• [PROMPT]
Reproduce the following material verbatim, keeping every line in its original order.

• [DATA ENTRIES]

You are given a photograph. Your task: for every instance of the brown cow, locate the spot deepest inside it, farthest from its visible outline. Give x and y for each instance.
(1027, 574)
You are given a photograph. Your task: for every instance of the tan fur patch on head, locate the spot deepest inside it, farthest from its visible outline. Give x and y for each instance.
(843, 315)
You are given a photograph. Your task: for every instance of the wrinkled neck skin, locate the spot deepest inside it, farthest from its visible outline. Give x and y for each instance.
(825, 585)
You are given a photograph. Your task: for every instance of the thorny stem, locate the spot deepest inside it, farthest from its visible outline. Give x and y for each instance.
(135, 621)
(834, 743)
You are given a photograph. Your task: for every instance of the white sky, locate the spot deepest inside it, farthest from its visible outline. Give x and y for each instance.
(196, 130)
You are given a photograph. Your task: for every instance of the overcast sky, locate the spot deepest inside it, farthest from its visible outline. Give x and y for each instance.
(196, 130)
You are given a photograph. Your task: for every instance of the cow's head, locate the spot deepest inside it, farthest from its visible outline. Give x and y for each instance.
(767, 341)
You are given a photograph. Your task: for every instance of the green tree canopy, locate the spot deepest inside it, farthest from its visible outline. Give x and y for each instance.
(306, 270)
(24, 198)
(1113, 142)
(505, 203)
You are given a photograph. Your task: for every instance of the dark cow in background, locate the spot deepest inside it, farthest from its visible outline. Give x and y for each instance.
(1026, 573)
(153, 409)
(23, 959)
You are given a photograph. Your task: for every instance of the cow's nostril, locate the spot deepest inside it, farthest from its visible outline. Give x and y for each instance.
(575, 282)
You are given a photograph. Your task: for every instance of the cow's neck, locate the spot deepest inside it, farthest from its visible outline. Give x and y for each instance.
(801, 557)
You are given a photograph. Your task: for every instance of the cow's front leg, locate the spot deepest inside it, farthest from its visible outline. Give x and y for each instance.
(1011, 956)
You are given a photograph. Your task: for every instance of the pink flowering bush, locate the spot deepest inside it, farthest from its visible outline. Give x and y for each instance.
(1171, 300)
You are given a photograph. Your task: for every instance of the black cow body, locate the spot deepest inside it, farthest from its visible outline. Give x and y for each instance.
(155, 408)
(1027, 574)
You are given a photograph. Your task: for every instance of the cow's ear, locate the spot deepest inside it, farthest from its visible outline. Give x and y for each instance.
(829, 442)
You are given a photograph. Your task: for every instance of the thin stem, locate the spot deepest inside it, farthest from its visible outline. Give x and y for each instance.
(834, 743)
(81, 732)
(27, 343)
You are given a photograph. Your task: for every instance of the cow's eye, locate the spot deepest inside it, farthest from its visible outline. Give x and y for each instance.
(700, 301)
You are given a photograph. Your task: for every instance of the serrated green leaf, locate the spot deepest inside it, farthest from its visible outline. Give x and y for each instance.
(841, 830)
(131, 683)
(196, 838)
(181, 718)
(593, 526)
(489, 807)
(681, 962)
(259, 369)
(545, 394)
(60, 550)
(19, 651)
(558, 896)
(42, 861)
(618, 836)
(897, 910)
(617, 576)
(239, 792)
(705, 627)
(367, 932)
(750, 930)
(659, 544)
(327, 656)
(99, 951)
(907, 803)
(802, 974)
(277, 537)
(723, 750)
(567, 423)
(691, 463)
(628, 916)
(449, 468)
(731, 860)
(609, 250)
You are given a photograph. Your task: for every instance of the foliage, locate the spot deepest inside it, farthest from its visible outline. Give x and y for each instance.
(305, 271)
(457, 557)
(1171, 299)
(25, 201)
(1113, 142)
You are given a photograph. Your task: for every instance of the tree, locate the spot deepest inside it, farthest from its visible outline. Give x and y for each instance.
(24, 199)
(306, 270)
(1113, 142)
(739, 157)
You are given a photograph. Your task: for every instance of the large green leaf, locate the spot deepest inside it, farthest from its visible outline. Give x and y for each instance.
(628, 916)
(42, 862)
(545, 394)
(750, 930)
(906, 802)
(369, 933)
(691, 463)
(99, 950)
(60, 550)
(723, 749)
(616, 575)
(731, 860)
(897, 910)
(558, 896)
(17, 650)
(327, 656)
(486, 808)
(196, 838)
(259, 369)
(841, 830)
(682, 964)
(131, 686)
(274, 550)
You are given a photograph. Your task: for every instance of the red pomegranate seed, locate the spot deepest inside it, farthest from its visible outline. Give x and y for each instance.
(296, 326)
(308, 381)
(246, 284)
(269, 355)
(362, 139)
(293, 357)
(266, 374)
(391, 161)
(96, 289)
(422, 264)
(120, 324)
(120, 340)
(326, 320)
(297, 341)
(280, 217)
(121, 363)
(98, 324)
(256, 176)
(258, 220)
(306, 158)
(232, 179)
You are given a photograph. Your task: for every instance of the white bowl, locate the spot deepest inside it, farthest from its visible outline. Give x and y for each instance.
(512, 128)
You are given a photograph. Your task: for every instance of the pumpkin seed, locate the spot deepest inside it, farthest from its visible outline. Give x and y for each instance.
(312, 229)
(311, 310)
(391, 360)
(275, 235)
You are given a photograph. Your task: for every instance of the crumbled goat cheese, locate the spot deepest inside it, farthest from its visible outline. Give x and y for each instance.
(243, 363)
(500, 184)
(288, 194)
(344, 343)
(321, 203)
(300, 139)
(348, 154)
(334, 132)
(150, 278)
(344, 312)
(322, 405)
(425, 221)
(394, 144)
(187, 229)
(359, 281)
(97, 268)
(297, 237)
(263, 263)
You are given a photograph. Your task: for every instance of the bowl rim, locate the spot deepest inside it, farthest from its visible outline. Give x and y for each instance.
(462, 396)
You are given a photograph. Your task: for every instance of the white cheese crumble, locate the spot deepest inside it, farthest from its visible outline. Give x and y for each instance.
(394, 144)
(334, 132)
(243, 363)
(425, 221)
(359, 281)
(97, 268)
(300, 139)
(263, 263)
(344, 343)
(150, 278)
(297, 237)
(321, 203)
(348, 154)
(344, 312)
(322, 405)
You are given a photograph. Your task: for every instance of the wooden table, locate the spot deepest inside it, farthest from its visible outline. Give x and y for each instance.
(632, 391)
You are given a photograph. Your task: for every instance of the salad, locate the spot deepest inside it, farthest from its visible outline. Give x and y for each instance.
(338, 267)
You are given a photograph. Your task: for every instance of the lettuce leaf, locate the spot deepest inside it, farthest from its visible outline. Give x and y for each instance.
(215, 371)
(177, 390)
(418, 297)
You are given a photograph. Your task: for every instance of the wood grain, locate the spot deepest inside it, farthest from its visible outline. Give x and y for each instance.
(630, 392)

• [ANSWER TO THE TASK]
You are given a photograph. Your task: for every instance of the brown cow, locate the spot deepest inside it, farthest from its visible outline. Give x and y for each instance.
(1027, 574)
You are given a photograph. Your task: for every instance of the tan fur patch on head, locate the spot deepest inside it, farthest from its visible outline. Give x and y for each instance.
(843, 315)
You are given a photograph. Your task: for every instance of the wrinkled neck skin, locate the spot deepest inside it, farthest from its visible outline. Give x and y for each instance.
(825, 585)
You are given a photograph. Your task: for every instance of the thorny stem, locate the spot deepest inside it, farthest from its visible outline. Give x and y for each instance.
(135, 621)
(834, 743)
You are given a photograph. Your task: for every instance of the white sky, locate the spot deepest inside it, farthest from its visible outline. Give x and y for each instance.
(196, 130)
You are given a photograph. Your task: for every instance of the overcast sky, locate the spot deepest inside it, farthest from its visible outline. Give x and y for each instance.
(196, 130)
You are given a photograph. Your task: for every instance of the cow's head, locate the spot deepest inside it, farthest from its visible outline. Give x and y for each instance.
(767, 341)
You are given a photograph. Your task: for every instance of the green tree canopy, locate the spot deepest inside it, farthest from its visible outline. Give x and y for each instance.
(306, 270)
(24, 198)
(1113, 142)
(505, 203)
You are given a photograph. Your task: for every instance of the dark cow in background, locate the spot deepest inside it, farthest from its visible outline. Give x and y for each instance.
(1026, 573)
(153, 409)
(23, 959)
You are given a photograph. Your task: for every instance of the cow's nostril, locate the spot deepest inside it, farthest from its visible outline. Give x and y for each instance.
(575, 282)
You are given a photograph. Your task: for every instance of the cow's neck, locate the spot deepest inside it, farthest from its visible outline. Give x and y for each instance.
(801, 557)
You are given a photograph. Your task: for every instance of the cow's front leg, locate the spot deepest inside it, farthest from its visible outline. Give x and y for each instance.
(1011, 956)
You are given a photograph. Your task: for every instance of the pink flowering bush, locate the spot deepest inside it, farthest from its visible outline. Give x and y for each instance.
(1171, 300)
You are given a photograph. Your task: for every instance of the black cow body, locate the spot deepest inside it, farthest from its visible outline. Give x and y for each instance.
(155, 408)
(1027, 574)
You are given a photograph. Your task: for every instance of the cow's ear, locate the spot deepest inside it, farthest from its visible outline. Give x and y for each instance.
(829, 442)
You are given a photograph. Your task: for every instance of the thin stem, locate the spot deepest inside it, farthest from its visible outline. Give x and y for each instance.
(834, 743)
(81, 732)
(27, 343)
You are given a photograph. Your task: for every instance of the cow's eye, locate the spot deepest inside it, farthest from its visible outline. Give x and y for each instance.
(700, 301)
You are given a photograph. Your task: for every instance of the serrated green leaf, locate the spot deepest inside it, farthest from its visible outline. Give x and y for each instance.
(841, 830)
(131, 683)
(196, 838)
(181, 718)
(593, 526)
(489, 807)
(681, 962)
(259, 369)
(545, 394)
(60, 550)
(19, 651)
(558, 896)
(42, 861)
(618, 836)
(897, 910)
(617, 576)
(239, 792)
(705, 627)
(367, 932)
(750, 930)
(659, 544)
(327, 656)
(99, 951)
(907, 803)
(802, 974)
(277, 537)
(723, 750)
(567, 423)
(691, 463)
(628, 916)
(449, 468)
(731, 860)
(609, 250)
You are given a photograph. Your task: for every instance of the foliage, locate the spot deepest inside it, farthest from its visible outline. Give x and y for each instance.
(305, 271)
(457, 557)
(1171, 299)
(25, 201)
(1113, 142)
You are given a photograph. Your task: for every instance of the tree, locate the spot deepest inside it, farthest from its visible outline. Give x and y for each instance.
(24, 199)
(306, 270)
(1113, 142)
(739, 157)
You are given a photograph. Your task: for every instance of the large green leaf, locate the spot deepest inside it, farthest from its visible outline. Give x and y for each instance.
(628, 916)
(42, 862)
(545, 394)
(750, 930)
(906, 802)
(369, 933)
(691, 463)
(99, 950)
(60, 550)
(723, 749)
(616, 575)
(731, 860)
(897, 910)
(558, 896)
(17, 650)
(327, 656)
(486, 808)
(196, 838)
(259, 369)
(841, 830)
(682, 964)
(131, 686)
(274, 550)
You are given a photograph. Your task: for every instance of the red pomegranate seed, locate the spot deepest inside it, farthest from its visible outline. Give x and y for each instance.
(296, 326)
(308, 381)
(246, 284)
(269, 355)
(362, 139)
(293, 357)
(266, 374)
(391, 161)
(96, 289)
(422, 264)
(120, 324)
(120, 340)
(326, 320)
(297, 341)
(280, 217)
(121, 363)
(98, 324)
(256, 176)
(258, 220)
(306, 158)
(232, 179)
You are given a photograph. Your task: for every instance of the white bowl, locate the spot deepest inside it, farthest from its visible outline. Give x and y for each instance.
(512, 128)
You are given a photograph. Your task: for every instance of the pumpkin seed, locate the spot deepest inside it, farthest from its visible outline. Give x and y for each instance.
(312, 229)
(311, 310)
(391, 360)
(275, 235)
You are given a photograph. Your task: for every instance of the crumbled goat cheese, locate the spot deepest inside it, farthest from its visible outline. Give x and y for each instance.
(243, 363)
(500, 184)
(288, 194)
(344, 343)
(321, 203)
(300, 139)
(348, 154)
(334, 132)
(150, 278)
(344, 312)
(322, 405)
(425, 221)
(394, 144)
(187, 229)
(359, 281)
(97, 268)
(297, 237)
(263, 263)
You are given a photograph. Your task: for every instance of the bowl rim, locate the spot deepest inside it, farthest from its visible outline. Give x and y for each instance.
(462, 396)
You are given a photograph. Your task: for every instance of the white cheese crumble, locate the spot deepest inside it, farthest from its visible outline. Give x and y for each instance.
(394, 144)
(334, 132)
(243, 363)
(425, 221)
(359, 281)
(97, 268)
(300, 139)
(263, 263)
(344, 343)
(150, 278)
(297, 237)
(321, 203)
(348, 154)
(344, 312)
(322, 405)
You are given a photograph. Your task: for every instance of the wooden table, locate the spot deepest inside it, farthest from its visible outline. Give x and y for each instance.
(632, 391)
You are given a photograph. Your task: for every instance of the salad, locate the spot deepest inside it, farthest from its visible outline. Give x and y for each instance.
(338, 267)
You are given a photograph. Your task: for every instance of the lettuce leaf, locate the spot deepest inside it, farthest from its visible outline. Give x and y for each instance.
(215, 371)
(177, 390)
(418, 297)
You are given a photograph. Your task: for every instance of the wood grain, locate the spot deepest inside it, farthest from its visible outline. Give x and y for each instance.
(630, 392)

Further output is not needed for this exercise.